Objective:
Which lines in the entries below contain the word "neck"? Show each of those lines in full.

Given records:
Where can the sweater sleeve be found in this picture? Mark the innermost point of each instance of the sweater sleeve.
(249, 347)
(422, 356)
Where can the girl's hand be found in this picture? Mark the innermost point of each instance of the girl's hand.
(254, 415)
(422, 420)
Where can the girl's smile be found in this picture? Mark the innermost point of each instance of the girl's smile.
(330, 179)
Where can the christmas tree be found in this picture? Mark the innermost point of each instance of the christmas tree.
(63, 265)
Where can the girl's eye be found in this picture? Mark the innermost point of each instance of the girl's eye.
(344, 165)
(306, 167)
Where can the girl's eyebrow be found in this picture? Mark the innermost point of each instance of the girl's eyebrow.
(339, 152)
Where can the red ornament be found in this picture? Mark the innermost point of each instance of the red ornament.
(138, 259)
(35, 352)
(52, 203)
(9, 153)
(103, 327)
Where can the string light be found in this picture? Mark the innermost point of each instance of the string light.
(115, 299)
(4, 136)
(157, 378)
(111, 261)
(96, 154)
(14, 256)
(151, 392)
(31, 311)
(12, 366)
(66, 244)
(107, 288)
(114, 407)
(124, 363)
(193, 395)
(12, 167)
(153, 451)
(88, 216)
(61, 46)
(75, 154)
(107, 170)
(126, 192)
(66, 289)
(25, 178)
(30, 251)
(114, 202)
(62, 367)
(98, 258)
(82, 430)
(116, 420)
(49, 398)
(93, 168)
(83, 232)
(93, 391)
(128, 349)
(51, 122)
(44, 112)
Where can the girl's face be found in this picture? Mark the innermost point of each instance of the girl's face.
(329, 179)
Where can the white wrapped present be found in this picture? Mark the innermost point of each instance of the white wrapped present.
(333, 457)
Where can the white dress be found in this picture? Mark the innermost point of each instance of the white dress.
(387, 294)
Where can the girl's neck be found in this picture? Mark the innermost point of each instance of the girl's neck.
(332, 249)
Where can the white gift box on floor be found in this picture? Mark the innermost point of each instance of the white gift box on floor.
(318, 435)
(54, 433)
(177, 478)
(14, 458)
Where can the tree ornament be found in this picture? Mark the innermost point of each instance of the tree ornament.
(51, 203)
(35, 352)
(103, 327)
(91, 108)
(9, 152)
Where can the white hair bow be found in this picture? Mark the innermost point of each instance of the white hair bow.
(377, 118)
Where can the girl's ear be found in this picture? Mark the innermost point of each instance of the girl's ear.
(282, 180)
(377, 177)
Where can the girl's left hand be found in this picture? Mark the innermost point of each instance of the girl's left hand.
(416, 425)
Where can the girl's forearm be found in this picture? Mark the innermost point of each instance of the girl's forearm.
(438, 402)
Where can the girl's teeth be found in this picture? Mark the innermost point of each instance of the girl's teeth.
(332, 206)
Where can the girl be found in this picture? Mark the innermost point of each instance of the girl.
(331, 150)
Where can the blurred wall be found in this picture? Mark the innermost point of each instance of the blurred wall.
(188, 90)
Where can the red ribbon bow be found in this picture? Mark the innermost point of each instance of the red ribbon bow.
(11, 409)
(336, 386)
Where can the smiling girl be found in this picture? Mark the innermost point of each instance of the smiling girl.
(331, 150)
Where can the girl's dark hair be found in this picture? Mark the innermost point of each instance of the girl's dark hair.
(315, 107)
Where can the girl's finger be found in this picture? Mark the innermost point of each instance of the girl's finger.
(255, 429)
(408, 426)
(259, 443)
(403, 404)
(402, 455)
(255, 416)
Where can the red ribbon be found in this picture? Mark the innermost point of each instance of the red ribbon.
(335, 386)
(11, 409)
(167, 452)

--

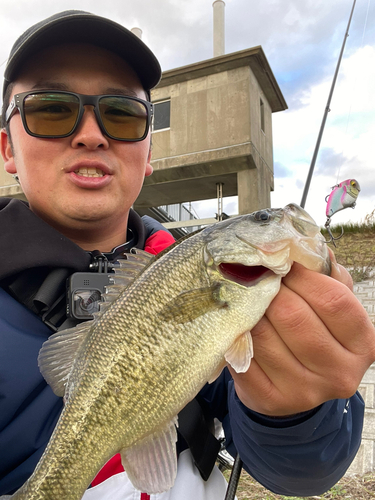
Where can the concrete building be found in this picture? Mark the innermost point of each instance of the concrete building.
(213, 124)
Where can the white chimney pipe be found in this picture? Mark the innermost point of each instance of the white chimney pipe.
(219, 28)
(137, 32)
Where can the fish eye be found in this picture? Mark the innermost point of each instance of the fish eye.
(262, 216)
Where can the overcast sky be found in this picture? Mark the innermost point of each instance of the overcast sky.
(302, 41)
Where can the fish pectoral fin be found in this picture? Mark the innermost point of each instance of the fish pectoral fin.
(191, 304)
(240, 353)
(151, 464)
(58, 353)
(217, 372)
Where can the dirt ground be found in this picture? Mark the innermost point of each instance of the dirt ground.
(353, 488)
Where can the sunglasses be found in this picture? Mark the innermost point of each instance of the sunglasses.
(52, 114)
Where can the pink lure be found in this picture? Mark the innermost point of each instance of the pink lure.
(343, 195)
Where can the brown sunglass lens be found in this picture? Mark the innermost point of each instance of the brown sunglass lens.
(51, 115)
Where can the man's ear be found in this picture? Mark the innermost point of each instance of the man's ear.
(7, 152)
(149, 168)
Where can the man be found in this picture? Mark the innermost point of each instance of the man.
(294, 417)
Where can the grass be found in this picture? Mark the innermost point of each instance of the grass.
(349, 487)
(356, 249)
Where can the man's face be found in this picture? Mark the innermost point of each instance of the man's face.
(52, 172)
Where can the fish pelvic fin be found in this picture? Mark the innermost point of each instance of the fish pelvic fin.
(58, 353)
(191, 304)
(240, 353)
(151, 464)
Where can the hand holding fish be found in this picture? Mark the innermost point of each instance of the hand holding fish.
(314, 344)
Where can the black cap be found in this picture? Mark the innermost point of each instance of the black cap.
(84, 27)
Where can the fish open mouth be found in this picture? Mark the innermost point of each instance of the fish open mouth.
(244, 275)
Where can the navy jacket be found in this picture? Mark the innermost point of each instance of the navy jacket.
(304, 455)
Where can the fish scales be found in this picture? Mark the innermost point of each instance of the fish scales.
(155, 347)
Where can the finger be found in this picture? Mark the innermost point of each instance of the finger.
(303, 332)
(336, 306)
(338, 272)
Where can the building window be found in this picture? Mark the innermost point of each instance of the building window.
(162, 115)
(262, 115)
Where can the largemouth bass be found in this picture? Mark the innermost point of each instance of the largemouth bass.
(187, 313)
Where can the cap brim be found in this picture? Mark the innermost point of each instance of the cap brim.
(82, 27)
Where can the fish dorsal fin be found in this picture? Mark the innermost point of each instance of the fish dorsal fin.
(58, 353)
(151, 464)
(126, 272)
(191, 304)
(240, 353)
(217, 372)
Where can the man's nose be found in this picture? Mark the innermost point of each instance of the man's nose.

--

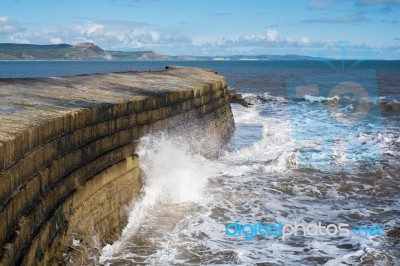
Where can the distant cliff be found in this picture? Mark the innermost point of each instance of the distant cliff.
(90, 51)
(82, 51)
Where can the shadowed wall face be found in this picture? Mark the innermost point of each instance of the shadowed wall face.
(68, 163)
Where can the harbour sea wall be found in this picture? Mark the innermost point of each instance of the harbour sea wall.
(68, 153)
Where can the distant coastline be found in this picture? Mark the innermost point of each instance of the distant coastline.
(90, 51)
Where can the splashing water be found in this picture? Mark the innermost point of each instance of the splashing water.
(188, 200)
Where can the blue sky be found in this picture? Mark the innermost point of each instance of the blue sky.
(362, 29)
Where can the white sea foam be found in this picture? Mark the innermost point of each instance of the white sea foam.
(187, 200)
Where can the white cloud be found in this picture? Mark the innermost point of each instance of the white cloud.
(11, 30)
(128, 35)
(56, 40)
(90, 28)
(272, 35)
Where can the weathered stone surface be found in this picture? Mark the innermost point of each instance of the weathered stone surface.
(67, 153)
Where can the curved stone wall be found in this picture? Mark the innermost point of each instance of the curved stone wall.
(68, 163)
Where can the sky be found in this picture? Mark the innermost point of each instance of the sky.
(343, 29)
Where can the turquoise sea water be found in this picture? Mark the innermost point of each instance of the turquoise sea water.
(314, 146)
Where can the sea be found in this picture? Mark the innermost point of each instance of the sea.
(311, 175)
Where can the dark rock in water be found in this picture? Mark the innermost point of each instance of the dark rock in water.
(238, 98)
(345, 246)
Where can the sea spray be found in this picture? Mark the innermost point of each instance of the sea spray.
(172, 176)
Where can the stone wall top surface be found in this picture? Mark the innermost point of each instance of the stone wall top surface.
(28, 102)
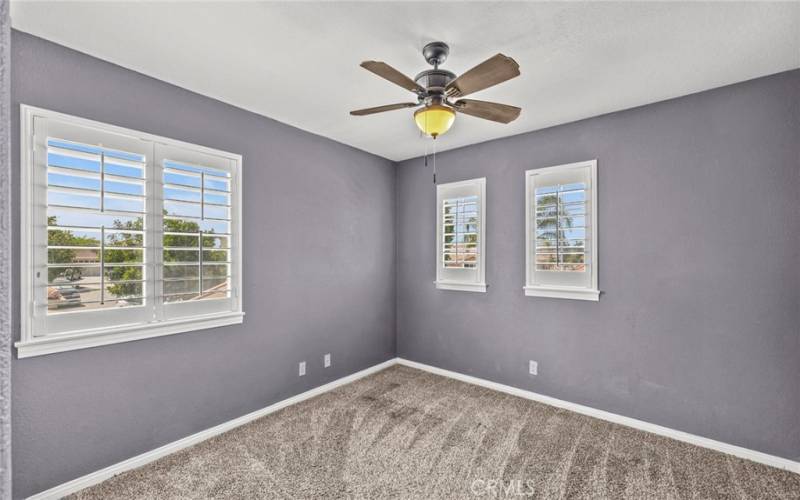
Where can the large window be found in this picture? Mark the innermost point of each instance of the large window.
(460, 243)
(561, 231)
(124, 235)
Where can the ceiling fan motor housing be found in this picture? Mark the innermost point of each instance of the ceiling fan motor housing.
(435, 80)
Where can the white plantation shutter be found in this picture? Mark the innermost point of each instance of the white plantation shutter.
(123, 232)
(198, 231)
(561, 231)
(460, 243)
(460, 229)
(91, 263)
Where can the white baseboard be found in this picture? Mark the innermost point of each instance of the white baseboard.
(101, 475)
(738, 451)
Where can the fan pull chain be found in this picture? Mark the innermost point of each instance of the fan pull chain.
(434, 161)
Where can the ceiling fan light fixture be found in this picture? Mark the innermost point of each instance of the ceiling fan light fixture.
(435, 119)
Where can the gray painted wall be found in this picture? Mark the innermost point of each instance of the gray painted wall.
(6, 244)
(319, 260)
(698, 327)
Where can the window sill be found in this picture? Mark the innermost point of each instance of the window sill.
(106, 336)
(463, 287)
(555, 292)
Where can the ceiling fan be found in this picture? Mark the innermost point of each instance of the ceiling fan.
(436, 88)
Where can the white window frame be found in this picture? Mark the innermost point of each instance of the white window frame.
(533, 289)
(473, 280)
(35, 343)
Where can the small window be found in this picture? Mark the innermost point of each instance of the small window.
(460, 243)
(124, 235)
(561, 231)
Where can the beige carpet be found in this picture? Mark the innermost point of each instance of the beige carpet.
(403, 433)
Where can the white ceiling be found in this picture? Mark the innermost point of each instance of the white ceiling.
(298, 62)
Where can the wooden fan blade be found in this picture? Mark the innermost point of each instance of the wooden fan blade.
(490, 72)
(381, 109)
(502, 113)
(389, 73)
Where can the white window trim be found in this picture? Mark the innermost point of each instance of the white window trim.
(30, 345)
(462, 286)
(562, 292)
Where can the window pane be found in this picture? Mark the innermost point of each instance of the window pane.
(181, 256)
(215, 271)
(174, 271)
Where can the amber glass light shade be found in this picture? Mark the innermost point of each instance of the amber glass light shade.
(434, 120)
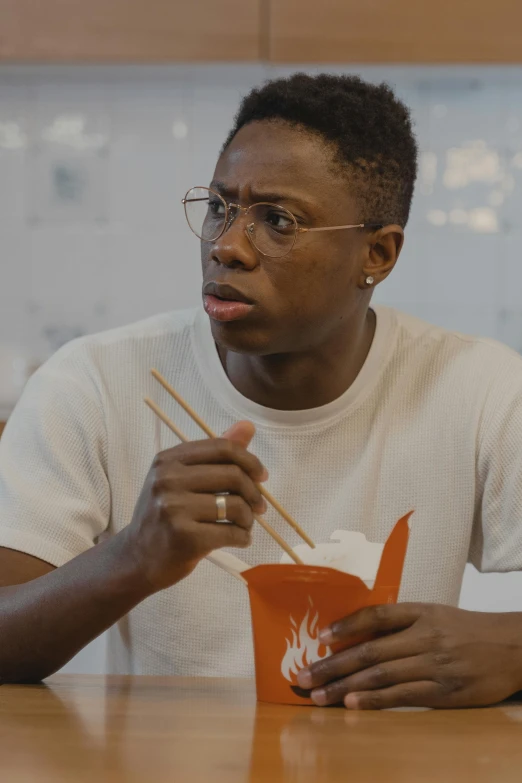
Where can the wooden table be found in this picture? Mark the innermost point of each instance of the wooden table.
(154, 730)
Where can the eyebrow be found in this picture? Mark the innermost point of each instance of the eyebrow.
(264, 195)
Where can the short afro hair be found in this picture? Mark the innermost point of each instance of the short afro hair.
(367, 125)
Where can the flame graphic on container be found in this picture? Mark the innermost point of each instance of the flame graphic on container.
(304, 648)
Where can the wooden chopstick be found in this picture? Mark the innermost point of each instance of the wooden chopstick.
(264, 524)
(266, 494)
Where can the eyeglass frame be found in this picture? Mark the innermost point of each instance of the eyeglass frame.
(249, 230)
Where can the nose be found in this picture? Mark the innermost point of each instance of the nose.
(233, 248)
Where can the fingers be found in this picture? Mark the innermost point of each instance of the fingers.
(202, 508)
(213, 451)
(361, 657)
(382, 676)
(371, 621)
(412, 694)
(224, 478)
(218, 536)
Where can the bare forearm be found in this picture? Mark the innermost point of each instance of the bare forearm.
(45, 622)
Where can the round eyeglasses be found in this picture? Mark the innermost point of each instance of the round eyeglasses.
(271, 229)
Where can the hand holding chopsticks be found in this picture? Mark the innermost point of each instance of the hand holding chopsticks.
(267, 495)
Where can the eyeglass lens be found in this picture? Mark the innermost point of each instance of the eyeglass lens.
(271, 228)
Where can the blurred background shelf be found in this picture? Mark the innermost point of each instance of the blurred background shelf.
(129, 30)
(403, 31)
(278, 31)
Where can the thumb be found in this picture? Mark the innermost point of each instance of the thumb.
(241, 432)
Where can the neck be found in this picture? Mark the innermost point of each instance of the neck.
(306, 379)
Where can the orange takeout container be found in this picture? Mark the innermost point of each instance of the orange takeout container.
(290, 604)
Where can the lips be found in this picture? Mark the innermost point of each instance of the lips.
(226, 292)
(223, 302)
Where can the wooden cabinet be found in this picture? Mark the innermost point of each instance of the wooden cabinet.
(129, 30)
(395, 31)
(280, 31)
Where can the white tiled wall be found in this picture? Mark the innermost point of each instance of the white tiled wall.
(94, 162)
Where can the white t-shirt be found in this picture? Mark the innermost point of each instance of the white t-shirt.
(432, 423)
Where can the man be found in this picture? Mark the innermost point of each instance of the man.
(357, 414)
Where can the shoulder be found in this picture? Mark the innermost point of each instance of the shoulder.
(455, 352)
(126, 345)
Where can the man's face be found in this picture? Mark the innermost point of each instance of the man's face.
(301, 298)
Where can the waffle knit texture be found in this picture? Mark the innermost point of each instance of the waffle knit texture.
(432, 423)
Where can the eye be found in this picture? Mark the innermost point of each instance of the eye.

Response:
Where can the girl's neck be found in this picture? Mark the innermost point of each instance of the girl's neck.
Where can the neck be found in this picture? Mark the innermost point of each instance of the neck.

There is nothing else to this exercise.